— START OF DATA PROVIDED —

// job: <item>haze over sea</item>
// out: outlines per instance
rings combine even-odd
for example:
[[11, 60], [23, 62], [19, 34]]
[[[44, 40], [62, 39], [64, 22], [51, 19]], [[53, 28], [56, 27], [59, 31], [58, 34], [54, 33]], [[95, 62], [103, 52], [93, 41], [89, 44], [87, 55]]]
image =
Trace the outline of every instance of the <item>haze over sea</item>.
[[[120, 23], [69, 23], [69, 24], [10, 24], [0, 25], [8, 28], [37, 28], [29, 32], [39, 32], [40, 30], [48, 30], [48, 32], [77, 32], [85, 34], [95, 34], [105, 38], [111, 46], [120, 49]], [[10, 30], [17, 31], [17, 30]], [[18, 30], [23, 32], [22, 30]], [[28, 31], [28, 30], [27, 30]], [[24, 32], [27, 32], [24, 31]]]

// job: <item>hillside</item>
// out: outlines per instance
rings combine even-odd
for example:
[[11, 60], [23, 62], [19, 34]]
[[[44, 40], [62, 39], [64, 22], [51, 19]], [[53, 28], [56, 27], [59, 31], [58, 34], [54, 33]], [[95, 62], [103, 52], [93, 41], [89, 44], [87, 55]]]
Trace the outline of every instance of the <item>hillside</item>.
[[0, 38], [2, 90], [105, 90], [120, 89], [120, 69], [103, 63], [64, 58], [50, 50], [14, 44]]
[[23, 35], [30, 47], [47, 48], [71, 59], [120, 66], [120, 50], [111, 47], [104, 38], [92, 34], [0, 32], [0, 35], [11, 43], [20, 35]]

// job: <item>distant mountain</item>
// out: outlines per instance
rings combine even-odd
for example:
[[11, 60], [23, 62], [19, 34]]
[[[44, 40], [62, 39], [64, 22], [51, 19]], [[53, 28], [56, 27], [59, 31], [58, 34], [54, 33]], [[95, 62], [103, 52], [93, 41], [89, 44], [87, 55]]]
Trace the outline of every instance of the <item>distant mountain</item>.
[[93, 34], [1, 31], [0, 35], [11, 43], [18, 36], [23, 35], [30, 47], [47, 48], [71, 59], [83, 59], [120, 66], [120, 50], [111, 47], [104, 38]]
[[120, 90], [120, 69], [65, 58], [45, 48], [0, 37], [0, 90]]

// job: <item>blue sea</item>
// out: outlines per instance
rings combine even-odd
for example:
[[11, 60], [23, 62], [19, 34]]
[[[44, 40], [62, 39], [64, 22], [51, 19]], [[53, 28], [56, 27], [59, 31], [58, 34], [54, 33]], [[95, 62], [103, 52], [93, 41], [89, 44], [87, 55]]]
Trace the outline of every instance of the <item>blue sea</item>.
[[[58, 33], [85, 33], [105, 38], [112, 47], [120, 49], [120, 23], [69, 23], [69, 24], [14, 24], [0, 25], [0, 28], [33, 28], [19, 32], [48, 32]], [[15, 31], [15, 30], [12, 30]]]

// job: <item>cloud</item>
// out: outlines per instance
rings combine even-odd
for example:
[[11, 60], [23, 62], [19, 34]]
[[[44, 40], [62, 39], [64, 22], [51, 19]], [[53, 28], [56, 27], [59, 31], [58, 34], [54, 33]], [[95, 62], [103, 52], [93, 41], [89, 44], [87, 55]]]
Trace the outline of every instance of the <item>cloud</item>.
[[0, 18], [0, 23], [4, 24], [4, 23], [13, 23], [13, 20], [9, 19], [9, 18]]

— END OF DATA PROVIDED —

TASK DETAILS
Copy the lines above exactly as they appear, from the first one to the last.

TASK RESULT
// job: <item>haze over sea</item>
// out: outlines per instance
rings combine even-odd
for example:
[[11, 60], [23, 62], [19, 34]]
[[[44, 40], [62, 39], [64, 22], [51, 19]], [[53, 28], [56, 27], [59, 31], [58, 34], [54, 33]], [[95, 62], [103, 52], [93, 41], [89, 44], [87, 55]]]
image =
Trace the outline of every instance of the <item>haze over sea</item>.
[[[120, 23], [69, 23], [69, 24], [10, 24], [0, 25], [8, 28], [37, 28], [29, 32], [39, 32], [40, 30], [48, 30], [48, 32], [77, 32], [85, 34], [95, 34], [105, 38], [111, 46], [120, 49]], [[10, 30], [17, 31], [17, 30]], [[18, 30], [23, 32], [22, 30]], [[28, 31], [28, 30], [27, 30]], [[24, 32], [27, 32], [24, 31]]]

// job: <item>hillside</item>
// out: outlines per instance
rings combine even-odd
for example:
[[11, 60], [23, 62], [19, 34]]
[[[44, 40], [62, 39], [64, 22], [51, 19]], [[53, 28], [56, 27], [59, 31], [58, 34], [54, 33]], [[95, 62], [103, 52], [93, 41], [89, 44], [87, 55]]]
Trace the outline of every instance of the <item>hillside</item>.
[[0, 38], [2, 90], [105, 90], [120, 89], [120, 69], [103, 63], [64, 58], [50, 50], [14, 44]]
[[23, 35], [30, 47], [47, 48], [71, 59], [120, 66], [120, 50], [111, 47], [104, 38], [92, 34], [0, 32], [0, 35], [11, 43], [20, 35]]

// job: <item>distant mountain</item>
// out: outlines per instance
rings combine even-odd
for example:
[[11, 60], [23, 62], [19, 34]]
[[[44, 40], [62, 39], [64, 22], [51, 19]], [[53, 28], [56, 27], [59, 31], [58, 34], [54, 33]], [[95, 62], [103, 52], [93, 41], [89, 44], [87, 55]]]
Trace the outline of every instance of the <item>distant mountain</item>.
[[93, 34], [1, 31], [0, 35], [11, 43], [18, 36], [23, 35], [30, 47], [47, 48], [71, 59], [83, 59], [120, 66], [120, 50], [111, 47], [104, 38]]
[[120, 90], [120, 69], [65, 58], [45, 48], [0, 37], [0, 90]]

// job: <item>blue sea</item>
// out: outlines per instance
rings combine even-odd
for example:
[[11, 60], [23, 62], [19, 34]]
[[[44, 40], [62, 39], [64, 22], [51, 19]], [[53, 28], [56, 27], [59, 31], [58, 34], [54, 33]], [[95, 62], [103, 52], [93, 41], [89, 44], [87, 55]]]
Trace the outline of every instance of the <item>blue sea</item>.
[[[58, 33], [85, 33], [105, 38], [112, 47], [120, 49], [120, 23], [69, 23], [69, 24], [14, 24], [0, 25], [0, 28], [33, 28], [19, 32], [48, 32]], [[15, 31], [15, 30], [12, 30]]]

// job: <item>cloud</item>
// out: outlines per instance
rings combine even-odd
for example:
[[11, 60], [23, 62], [19, 34]]
[[[44, 40], [62, 39], [64, 22], [51, 19]], [[53, 28], [56, 27], [59, 31], [58, 34], [54, 33]], [[95, 62], [103, 52], [93, 41], [89, 44], [87, 55]]]
Trace the outline of every instance of the <item>cloud</item>.
[[0, 18], [0, 23], [4, 24], [4, 23], [13, 23], [13, 20], [9, 19], [9, 18]]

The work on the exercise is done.